Short problem: Count the lines in the records that contain the string "shrub", with case counting, and give only that number.

Data shown:
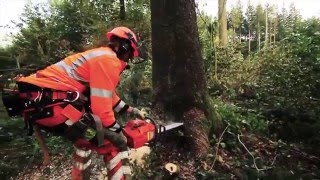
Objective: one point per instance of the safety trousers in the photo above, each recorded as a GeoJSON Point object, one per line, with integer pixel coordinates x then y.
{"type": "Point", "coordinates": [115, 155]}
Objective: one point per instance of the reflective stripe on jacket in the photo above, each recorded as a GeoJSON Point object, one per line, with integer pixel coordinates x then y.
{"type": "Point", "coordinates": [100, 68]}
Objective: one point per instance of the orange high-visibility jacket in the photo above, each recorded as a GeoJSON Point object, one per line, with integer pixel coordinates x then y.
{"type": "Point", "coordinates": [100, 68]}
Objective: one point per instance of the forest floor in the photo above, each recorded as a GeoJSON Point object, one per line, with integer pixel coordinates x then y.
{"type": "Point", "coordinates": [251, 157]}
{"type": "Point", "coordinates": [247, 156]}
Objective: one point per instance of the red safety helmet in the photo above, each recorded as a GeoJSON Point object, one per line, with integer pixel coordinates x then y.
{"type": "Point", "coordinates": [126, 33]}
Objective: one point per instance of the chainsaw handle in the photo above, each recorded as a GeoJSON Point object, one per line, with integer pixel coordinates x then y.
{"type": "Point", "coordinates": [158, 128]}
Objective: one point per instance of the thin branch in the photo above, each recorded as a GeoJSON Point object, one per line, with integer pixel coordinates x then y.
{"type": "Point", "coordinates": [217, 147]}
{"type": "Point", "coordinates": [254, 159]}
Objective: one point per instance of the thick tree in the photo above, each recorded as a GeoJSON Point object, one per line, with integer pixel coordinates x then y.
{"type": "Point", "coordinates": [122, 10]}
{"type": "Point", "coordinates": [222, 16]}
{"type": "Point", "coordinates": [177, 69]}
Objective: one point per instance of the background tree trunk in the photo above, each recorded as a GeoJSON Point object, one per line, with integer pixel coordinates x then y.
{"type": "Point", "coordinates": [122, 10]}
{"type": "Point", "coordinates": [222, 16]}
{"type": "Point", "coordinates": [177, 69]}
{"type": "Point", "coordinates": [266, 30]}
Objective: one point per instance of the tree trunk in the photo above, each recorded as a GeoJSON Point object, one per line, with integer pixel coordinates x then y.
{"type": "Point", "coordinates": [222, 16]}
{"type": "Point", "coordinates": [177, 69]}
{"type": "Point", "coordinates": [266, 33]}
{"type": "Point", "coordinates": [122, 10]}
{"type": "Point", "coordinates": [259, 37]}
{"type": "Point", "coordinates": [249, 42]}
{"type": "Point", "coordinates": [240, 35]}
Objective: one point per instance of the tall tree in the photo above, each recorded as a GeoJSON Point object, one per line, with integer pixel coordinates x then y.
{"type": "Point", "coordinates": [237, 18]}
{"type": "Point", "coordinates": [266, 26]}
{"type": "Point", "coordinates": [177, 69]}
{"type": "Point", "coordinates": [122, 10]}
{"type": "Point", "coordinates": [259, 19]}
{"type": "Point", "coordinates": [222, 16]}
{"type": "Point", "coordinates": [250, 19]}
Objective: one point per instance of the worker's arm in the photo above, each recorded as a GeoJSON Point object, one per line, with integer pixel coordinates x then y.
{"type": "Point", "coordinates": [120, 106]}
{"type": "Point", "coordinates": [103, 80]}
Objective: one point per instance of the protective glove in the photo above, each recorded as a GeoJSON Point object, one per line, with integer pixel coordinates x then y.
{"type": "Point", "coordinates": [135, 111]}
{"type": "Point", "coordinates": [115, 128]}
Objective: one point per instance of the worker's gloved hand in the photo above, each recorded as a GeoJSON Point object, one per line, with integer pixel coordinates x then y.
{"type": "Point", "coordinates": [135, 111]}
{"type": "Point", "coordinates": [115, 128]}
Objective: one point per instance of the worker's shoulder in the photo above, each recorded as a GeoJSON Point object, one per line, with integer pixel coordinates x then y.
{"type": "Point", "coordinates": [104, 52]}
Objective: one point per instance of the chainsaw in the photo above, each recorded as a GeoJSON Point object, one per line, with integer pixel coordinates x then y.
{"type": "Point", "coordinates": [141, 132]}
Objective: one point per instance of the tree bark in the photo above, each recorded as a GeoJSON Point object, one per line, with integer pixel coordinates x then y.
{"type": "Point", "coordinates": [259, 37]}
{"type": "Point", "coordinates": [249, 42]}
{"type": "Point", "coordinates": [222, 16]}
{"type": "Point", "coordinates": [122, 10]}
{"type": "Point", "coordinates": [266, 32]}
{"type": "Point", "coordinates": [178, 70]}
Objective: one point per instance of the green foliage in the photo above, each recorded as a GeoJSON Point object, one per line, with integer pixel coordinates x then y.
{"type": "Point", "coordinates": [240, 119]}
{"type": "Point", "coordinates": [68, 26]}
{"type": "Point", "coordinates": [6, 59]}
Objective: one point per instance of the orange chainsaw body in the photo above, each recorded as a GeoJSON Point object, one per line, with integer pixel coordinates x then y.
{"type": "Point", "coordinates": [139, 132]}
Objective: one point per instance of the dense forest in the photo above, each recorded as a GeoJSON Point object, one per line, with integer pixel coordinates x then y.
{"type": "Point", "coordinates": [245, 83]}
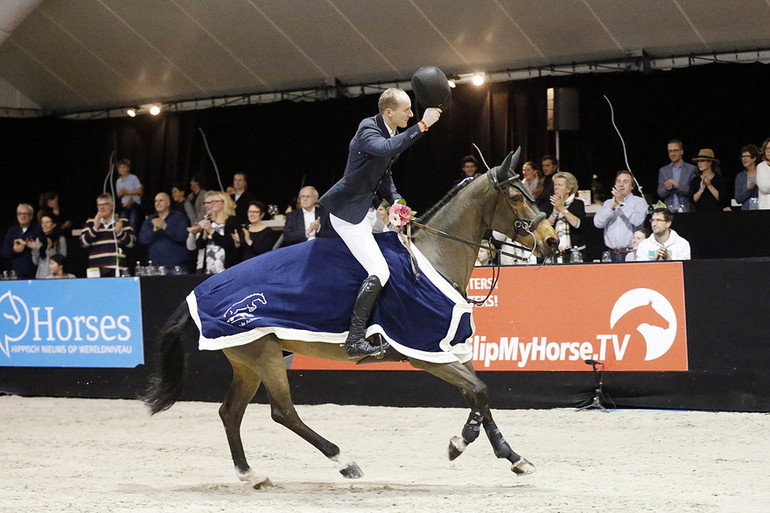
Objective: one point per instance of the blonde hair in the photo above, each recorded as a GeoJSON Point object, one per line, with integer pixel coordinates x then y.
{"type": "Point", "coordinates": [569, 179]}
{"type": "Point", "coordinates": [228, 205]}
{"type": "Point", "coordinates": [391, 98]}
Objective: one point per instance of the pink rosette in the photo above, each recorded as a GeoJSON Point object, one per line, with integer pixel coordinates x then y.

---

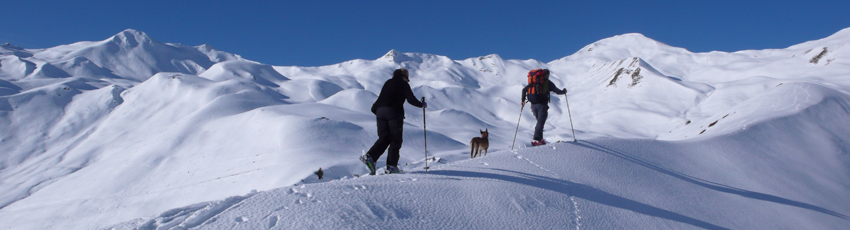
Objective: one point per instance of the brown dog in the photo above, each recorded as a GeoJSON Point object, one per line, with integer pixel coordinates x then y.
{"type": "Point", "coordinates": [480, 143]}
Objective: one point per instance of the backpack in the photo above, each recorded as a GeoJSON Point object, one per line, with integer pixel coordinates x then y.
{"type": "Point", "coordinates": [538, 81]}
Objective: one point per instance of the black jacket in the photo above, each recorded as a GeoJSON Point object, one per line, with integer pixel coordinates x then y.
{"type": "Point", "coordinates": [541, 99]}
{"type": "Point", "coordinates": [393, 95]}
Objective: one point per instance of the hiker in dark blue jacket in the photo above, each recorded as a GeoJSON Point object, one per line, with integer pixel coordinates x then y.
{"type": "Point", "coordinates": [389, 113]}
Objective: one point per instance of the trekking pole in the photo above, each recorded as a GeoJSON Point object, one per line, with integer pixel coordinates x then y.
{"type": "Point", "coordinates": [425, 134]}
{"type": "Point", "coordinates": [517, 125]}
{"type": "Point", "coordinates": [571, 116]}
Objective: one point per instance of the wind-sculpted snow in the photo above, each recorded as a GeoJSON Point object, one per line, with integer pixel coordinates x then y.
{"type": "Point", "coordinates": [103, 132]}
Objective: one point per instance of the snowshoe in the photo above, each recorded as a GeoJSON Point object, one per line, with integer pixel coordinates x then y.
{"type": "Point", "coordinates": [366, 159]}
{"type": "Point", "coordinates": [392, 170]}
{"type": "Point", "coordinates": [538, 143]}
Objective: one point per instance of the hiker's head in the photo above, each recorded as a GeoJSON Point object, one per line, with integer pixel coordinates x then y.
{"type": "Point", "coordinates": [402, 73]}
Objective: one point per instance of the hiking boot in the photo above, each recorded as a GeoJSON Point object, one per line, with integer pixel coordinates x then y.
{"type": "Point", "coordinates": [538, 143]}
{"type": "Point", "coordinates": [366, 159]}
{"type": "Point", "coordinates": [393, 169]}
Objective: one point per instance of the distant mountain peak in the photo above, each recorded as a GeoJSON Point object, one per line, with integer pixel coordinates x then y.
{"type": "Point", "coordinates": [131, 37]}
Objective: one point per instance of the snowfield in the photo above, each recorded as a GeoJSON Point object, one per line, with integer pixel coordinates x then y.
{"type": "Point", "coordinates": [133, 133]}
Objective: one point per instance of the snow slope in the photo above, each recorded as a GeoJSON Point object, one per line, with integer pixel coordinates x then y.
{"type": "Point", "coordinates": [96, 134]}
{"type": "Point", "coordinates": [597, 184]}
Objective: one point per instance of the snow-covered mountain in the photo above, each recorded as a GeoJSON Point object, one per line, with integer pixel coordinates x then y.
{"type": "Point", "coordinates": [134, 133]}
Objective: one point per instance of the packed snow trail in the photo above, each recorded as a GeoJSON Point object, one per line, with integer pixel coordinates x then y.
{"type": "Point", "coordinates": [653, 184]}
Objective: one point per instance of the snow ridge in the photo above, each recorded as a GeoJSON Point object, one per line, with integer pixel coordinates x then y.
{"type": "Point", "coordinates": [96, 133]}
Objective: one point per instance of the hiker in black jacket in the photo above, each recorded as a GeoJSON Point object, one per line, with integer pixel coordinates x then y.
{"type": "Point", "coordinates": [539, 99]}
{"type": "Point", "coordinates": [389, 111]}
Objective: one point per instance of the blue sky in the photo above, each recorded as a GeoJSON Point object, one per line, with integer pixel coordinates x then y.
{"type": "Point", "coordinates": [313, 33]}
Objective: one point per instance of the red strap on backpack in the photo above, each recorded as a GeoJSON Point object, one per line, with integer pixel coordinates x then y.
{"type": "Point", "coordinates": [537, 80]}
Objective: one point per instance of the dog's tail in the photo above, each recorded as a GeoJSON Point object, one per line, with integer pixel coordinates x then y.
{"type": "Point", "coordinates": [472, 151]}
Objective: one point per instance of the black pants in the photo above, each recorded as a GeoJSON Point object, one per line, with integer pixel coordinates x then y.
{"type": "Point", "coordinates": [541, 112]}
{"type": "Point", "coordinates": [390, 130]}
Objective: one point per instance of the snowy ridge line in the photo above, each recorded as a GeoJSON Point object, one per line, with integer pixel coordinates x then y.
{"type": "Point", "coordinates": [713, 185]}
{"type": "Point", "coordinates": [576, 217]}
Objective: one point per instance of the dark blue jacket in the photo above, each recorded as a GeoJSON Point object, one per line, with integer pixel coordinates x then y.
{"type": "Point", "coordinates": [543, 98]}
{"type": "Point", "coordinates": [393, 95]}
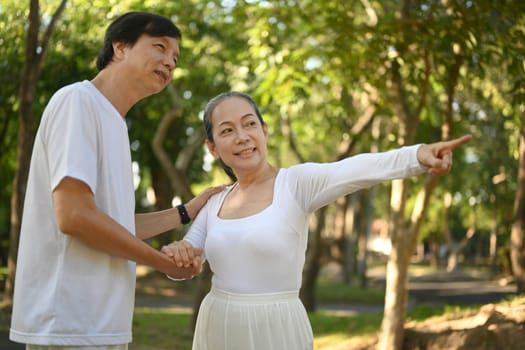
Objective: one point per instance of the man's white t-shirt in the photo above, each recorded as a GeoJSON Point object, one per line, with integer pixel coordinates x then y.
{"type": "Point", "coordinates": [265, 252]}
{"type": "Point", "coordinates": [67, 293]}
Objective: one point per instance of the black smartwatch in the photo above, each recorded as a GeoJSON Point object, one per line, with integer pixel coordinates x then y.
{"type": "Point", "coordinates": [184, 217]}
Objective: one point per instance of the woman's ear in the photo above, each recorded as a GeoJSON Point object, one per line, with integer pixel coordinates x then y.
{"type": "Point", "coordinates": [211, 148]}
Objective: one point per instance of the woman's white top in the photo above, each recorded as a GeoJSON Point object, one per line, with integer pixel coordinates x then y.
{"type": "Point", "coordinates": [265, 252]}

==

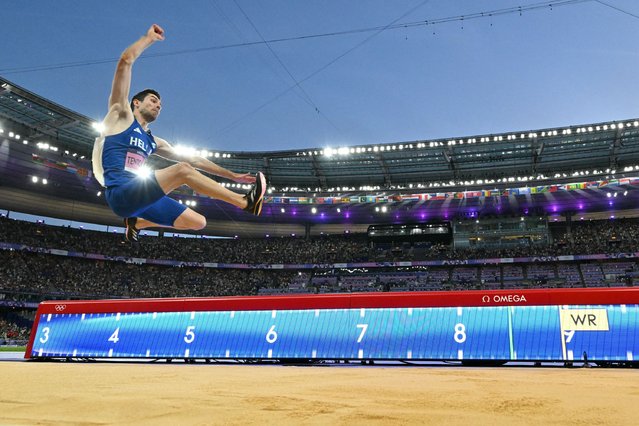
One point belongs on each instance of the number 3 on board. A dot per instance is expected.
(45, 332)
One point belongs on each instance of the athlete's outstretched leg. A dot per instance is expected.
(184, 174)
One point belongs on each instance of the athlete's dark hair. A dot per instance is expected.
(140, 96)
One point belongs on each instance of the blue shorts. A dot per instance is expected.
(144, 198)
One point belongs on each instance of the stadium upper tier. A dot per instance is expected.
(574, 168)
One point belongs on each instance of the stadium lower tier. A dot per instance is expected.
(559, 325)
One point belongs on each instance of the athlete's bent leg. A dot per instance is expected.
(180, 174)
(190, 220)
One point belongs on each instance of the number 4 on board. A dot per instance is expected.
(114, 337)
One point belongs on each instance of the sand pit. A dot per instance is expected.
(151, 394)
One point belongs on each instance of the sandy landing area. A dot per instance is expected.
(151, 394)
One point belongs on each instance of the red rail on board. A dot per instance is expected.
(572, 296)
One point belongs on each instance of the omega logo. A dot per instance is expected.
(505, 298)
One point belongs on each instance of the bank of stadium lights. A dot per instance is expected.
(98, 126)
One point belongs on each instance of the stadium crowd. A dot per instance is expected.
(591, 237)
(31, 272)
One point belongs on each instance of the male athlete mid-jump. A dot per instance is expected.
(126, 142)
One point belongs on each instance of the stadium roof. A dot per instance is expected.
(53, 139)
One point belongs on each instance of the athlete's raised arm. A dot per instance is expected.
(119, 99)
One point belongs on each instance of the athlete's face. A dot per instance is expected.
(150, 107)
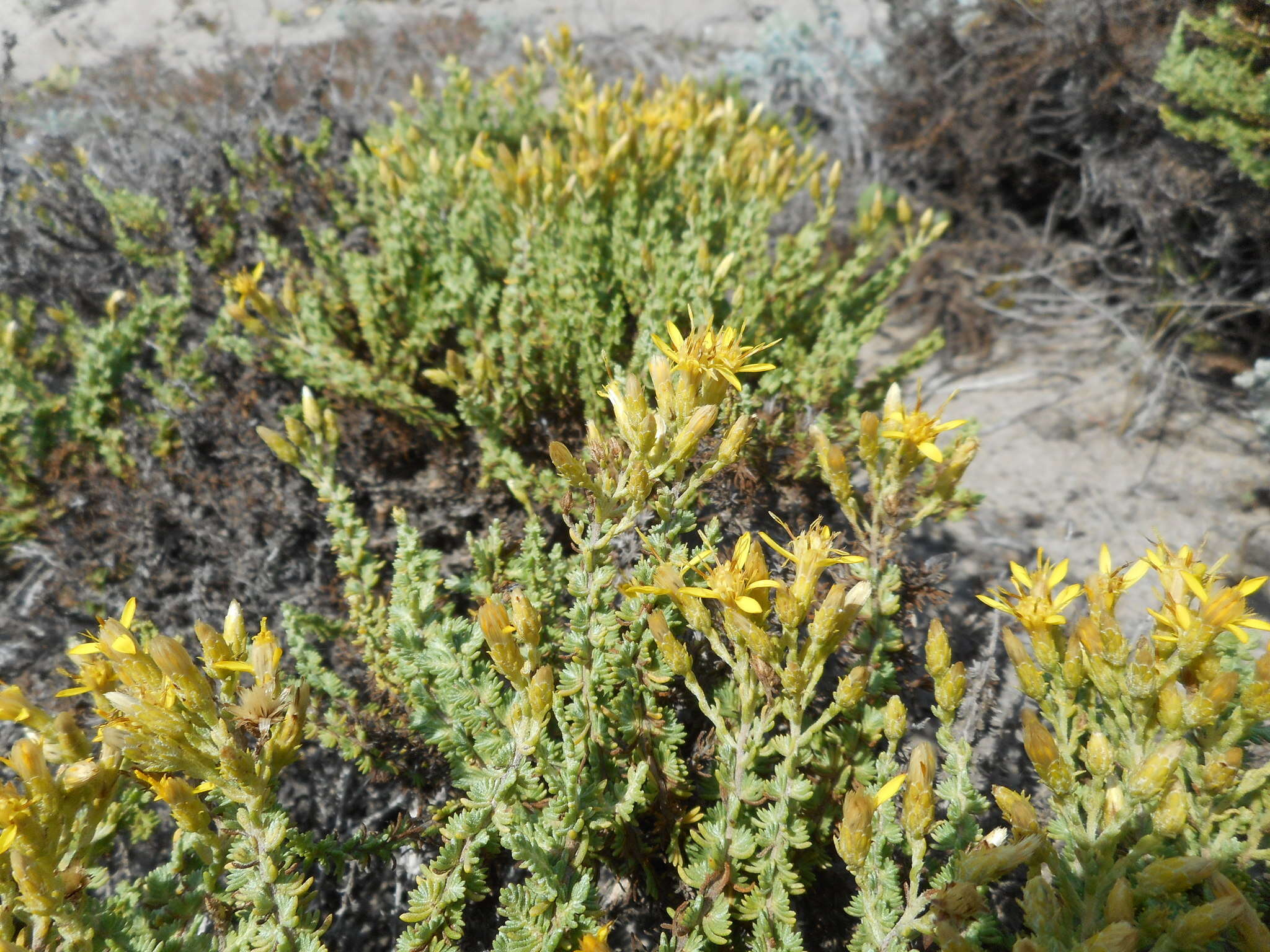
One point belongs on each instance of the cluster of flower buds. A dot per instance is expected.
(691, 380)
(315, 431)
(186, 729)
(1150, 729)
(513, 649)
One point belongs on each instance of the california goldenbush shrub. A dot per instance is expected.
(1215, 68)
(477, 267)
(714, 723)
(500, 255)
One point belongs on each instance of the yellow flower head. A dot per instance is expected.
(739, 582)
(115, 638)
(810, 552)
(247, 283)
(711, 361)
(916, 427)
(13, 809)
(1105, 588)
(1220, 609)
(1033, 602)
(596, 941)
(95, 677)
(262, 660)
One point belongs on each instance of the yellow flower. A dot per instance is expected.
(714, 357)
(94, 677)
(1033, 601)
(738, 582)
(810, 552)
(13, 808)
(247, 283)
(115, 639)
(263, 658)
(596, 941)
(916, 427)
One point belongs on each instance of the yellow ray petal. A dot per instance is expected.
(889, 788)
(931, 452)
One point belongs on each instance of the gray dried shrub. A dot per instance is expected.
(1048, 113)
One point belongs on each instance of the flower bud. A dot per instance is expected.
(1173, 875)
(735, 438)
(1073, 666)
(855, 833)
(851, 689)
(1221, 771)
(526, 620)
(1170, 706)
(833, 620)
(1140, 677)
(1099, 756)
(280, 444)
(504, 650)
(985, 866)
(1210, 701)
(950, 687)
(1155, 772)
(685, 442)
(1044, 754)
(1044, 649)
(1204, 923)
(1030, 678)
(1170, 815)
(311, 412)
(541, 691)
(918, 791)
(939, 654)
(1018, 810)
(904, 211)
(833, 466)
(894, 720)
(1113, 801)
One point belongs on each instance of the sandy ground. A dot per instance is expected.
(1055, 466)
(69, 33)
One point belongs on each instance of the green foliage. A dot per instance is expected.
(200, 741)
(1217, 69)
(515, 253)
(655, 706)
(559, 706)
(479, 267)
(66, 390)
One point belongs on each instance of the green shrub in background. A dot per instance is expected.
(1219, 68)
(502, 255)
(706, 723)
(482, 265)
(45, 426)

Full output: 3